- [DIRECTIONS FOR THIS TASK]:
Copy the lines from the one containing "ceiling in the photo above." through the one containing "x=804, y=696", both included, and swap "car interior ceiling" for "vehicle headliner" wherever it appears while leaving everything else unchanged.

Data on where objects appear
******************************

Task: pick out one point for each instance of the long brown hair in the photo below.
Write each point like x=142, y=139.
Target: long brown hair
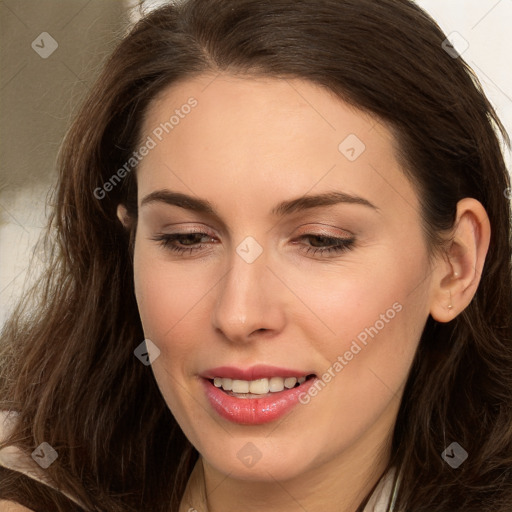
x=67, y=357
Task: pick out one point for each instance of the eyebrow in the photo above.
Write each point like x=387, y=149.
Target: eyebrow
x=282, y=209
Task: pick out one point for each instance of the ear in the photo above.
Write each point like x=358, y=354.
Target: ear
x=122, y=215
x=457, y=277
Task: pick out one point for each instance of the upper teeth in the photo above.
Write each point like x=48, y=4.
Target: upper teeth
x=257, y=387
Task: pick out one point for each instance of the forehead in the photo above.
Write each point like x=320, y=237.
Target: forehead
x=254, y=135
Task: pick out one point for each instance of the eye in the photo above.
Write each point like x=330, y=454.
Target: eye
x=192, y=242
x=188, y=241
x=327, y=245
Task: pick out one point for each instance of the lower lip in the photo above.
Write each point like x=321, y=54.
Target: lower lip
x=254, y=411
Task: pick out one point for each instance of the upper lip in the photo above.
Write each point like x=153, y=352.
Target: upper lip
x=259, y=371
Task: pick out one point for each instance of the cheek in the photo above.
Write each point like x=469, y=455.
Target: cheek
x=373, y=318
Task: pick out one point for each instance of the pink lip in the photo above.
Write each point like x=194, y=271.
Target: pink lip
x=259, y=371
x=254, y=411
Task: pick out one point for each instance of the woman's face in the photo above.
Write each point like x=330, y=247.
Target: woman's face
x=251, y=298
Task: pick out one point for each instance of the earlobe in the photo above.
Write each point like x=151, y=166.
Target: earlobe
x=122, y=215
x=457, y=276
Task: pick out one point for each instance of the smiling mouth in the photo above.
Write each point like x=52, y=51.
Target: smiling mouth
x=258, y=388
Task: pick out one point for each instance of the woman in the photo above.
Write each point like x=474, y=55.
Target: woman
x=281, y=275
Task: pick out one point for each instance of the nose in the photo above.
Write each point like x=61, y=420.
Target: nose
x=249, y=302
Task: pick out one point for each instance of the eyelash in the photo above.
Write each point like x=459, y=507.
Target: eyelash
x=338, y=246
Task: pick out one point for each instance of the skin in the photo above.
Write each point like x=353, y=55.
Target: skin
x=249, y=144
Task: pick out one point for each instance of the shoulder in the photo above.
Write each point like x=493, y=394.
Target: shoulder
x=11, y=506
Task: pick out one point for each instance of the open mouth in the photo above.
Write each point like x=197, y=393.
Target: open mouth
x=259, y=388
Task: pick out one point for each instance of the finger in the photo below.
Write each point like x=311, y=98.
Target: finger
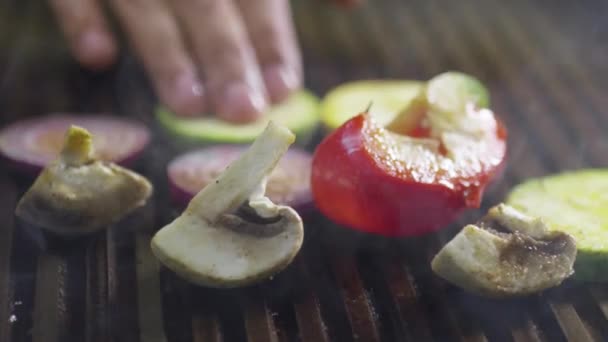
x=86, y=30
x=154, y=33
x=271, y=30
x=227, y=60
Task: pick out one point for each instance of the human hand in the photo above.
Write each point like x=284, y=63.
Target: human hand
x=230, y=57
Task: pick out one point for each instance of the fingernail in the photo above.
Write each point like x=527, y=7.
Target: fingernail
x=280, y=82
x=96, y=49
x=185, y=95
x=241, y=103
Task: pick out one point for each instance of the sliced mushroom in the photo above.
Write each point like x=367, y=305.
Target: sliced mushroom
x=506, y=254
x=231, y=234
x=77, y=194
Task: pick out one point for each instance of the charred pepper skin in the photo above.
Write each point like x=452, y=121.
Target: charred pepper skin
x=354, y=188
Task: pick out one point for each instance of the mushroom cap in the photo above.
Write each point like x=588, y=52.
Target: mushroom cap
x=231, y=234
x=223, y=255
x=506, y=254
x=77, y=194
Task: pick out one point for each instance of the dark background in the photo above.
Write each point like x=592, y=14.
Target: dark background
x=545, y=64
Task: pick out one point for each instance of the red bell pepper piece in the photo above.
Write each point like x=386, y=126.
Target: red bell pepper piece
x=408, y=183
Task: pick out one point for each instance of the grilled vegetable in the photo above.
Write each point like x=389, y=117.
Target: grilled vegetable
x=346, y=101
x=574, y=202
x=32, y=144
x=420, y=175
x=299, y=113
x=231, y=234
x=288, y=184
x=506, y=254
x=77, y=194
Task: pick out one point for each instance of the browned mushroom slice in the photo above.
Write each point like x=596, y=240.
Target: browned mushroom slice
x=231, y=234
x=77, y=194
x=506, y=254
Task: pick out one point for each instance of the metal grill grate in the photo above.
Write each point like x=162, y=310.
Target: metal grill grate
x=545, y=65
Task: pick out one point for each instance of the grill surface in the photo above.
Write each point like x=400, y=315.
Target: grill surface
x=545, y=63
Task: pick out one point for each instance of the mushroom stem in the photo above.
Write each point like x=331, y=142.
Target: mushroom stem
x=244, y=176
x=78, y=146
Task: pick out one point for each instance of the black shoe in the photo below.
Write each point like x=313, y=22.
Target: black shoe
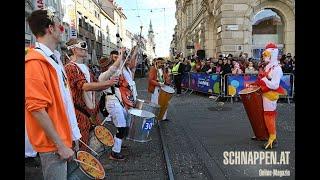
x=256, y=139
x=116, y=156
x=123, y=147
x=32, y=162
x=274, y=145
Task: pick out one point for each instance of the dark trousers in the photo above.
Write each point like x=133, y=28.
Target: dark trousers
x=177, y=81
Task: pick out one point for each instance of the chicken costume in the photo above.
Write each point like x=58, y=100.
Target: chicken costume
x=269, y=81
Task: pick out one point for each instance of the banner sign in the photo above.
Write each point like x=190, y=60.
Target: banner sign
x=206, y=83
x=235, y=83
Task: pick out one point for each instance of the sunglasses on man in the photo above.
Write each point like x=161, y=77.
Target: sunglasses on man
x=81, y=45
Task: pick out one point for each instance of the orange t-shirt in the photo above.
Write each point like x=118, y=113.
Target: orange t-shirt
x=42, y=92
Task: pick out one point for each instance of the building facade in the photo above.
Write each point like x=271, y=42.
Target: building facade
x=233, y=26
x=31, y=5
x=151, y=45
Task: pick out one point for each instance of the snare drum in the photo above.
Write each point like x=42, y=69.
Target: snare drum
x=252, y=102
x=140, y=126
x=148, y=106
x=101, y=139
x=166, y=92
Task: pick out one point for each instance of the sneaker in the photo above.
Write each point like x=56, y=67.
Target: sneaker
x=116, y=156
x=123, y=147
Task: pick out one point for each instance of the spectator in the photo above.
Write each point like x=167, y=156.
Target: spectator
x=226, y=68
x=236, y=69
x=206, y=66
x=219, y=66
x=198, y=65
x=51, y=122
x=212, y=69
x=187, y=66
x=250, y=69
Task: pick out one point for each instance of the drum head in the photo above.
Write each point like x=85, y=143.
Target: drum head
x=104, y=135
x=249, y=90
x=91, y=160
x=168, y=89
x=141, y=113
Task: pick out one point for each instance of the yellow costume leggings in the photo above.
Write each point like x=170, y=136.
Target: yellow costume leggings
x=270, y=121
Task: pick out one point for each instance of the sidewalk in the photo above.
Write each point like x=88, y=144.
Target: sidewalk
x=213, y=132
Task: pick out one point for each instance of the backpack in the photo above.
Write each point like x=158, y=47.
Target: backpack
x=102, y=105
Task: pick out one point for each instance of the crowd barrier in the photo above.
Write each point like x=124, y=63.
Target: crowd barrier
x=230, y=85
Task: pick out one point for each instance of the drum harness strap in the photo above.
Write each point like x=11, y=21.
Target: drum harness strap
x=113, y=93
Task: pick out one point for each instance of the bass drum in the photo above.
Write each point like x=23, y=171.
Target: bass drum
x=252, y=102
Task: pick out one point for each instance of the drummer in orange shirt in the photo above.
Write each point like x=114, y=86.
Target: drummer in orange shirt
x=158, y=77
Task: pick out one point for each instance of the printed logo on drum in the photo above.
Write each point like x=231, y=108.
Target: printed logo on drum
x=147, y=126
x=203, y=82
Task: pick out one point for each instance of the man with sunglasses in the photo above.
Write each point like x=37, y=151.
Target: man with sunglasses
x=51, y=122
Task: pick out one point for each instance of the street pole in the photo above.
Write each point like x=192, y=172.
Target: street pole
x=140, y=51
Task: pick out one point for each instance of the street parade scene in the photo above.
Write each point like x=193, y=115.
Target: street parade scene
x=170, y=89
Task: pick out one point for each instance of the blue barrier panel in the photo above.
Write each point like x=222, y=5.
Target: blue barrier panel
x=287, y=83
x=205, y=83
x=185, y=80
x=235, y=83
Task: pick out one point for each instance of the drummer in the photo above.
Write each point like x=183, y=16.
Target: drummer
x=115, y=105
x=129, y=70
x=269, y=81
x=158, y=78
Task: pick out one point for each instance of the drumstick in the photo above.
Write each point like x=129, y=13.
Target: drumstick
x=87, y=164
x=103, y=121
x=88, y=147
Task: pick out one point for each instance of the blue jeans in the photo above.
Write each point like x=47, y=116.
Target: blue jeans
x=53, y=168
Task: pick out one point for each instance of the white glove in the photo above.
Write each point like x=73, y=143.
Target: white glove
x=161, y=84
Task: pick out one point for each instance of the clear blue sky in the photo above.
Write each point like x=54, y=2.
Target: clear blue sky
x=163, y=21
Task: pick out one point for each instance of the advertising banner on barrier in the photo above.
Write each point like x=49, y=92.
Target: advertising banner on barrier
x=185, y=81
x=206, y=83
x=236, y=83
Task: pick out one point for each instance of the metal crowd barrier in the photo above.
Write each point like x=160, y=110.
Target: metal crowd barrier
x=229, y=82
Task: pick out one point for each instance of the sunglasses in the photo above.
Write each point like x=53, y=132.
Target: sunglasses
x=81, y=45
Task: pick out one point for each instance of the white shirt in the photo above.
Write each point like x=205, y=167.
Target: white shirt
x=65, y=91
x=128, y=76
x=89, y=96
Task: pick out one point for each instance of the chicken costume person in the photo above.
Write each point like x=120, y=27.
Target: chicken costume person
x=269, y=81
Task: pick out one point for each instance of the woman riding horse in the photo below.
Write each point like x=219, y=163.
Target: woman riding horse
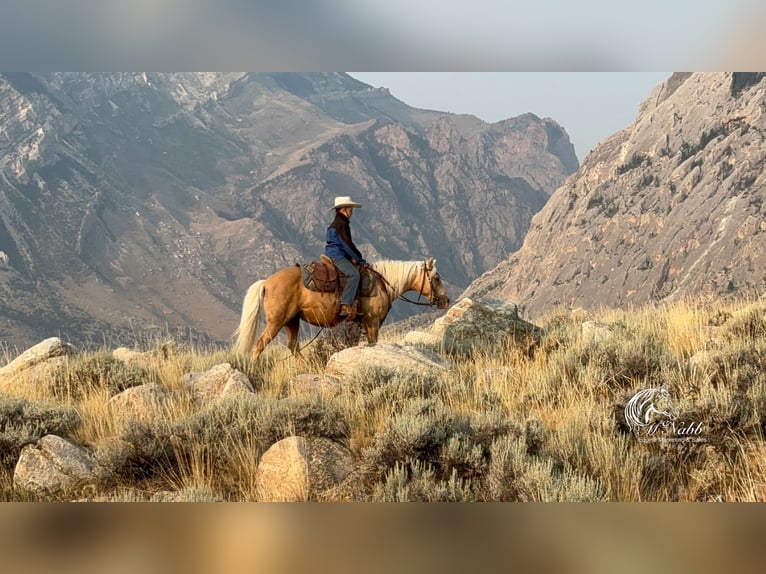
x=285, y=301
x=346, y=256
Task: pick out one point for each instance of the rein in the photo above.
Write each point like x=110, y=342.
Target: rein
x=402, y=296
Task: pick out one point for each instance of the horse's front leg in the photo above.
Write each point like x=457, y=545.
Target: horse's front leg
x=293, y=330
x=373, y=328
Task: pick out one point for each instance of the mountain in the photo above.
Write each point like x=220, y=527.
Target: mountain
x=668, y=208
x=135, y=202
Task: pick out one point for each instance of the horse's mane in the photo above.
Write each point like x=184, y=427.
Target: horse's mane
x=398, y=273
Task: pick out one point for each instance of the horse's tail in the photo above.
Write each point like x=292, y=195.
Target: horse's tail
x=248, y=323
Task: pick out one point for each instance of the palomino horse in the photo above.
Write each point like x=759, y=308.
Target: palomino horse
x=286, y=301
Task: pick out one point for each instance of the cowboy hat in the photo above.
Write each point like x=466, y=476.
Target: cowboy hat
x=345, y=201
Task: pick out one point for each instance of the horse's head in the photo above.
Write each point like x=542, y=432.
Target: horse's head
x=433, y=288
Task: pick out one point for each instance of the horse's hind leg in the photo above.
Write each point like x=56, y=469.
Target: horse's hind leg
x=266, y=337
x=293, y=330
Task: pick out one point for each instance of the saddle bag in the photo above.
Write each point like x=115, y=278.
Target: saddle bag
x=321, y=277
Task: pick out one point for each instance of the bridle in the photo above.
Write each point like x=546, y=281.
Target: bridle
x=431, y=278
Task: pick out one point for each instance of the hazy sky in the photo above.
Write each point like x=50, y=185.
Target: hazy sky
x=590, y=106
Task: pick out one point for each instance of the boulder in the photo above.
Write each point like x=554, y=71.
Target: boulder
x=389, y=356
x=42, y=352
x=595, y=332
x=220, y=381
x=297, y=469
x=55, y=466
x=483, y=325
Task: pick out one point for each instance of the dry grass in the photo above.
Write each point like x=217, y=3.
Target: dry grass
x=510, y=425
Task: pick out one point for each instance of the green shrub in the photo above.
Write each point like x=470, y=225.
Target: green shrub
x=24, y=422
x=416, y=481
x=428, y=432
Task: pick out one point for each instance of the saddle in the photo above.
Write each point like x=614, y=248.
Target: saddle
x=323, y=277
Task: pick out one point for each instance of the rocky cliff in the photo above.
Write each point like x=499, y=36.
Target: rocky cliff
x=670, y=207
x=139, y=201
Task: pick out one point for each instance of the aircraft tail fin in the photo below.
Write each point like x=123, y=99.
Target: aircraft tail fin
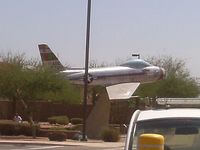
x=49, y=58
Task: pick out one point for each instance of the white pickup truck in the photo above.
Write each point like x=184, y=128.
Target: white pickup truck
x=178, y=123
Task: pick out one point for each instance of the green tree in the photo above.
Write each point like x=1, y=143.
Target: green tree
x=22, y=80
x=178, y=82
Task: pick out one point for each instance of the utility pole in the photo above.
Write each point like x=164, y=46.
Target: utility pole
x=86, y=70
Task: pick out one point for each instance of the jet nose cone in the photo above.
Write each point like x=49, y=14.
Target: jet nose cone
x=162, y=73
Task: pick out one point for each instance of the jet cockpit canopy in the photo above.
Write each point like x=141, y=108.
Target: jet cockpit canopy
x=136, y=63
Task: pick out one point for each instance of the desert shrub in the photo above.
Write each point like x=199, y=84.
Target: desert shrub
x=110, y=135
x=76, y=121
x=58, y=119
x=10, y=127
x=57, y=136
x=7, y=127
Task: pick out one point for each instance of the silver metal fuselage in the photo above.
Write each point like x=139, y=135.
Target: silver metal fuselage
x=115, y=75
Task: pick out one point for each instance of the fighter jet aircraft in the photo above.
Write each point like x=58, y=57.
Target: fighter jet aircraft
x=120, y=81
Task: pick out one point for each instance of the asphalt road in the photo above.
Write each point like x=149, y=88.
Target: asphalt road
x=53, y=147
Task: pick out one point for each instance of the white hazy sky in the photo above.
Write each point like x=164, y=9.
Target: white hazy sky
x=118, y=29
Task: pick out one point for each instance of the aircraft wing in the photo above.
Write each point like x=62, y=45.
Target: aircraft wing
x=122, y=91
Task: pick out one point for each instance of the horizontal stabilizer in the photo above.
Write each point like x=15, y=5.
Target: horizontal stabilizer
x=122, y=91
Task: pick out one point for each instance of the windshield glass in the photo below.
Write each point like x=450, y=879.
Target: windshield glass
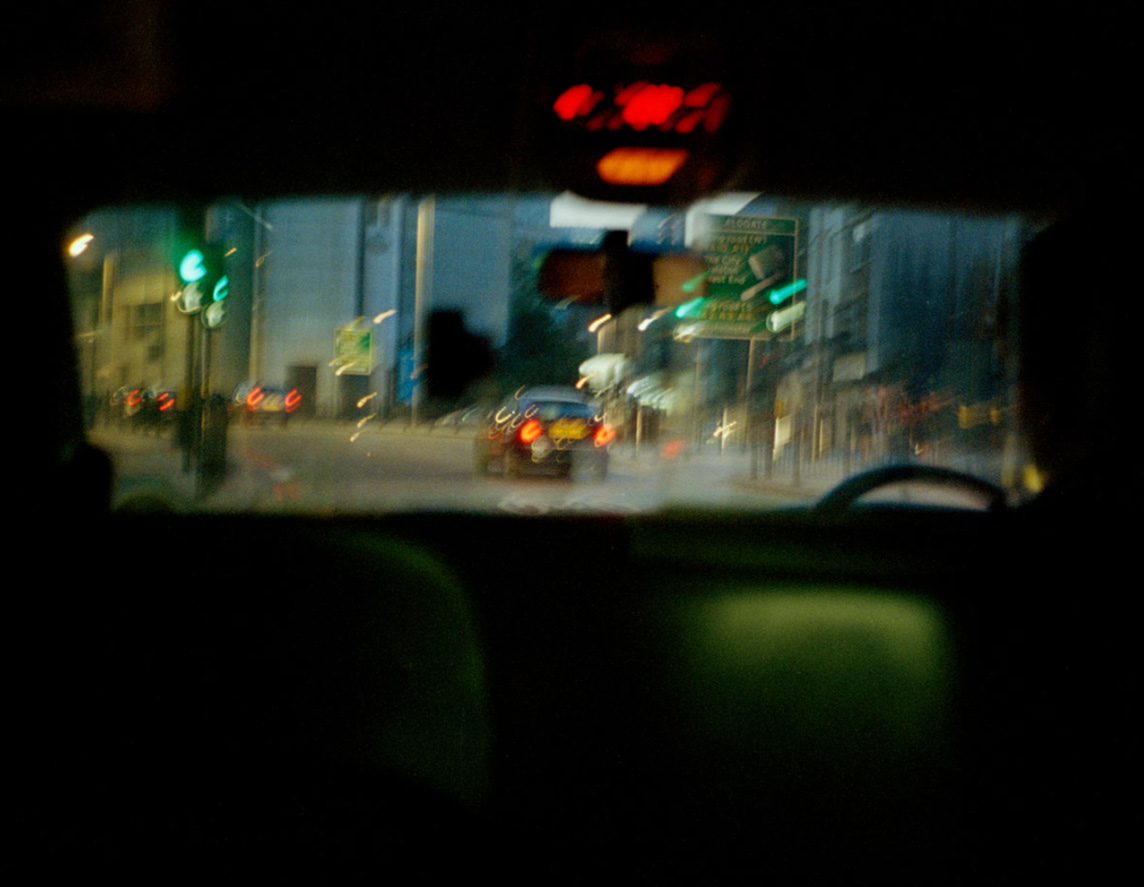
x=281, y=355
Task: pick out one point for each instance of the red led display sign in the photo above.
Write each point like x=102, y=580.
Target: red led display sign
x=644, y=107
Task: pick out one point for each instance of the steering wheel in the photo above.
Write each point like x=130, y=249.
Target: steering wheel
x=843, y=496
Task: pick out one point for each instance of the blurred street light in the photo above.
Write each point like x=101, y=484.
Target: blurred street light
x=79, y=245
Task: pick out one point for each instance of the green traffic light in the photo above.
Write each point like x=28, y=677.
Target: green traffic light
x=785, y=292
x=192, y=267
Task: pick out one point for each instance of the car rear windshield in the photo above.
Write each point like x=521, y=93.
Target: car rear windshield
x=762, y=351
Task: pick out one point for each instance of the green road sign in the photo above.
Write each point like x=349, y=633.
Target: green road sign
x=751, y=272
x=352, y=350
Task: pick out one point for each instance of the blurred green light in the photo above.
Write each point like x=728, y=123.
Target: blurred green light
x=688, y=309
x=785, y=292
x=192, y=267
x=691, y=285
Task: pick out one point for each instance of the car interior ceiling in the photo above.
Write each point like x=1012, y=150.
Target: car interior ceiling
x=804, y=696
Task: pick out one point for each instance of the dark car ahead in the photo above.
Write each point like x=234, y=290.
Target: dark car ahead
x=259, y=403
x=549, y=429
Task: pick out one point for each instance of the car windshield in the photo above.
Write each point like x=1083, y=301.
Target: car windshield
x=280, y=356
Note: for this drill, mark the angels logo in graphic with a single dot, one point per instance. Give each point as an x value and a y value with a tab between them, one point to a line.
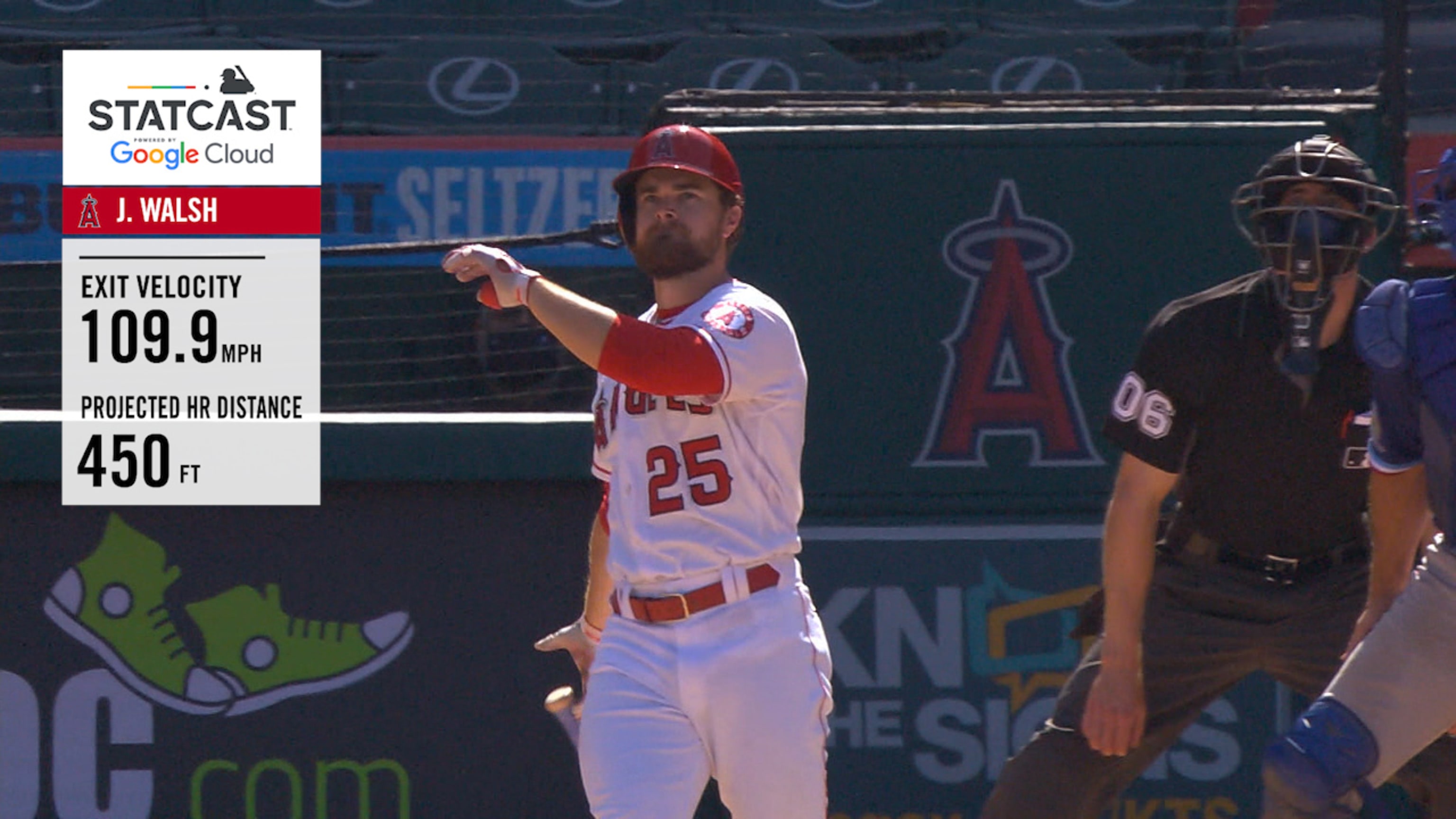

******************************

- [OUTPUT FOR THIS EXERCISE]:
Task: pick out one point for each instance of the vehicle headliner in the photo above.
Write each point like x=1012, y=150.
Target: vehicle headliner
x=804, y=696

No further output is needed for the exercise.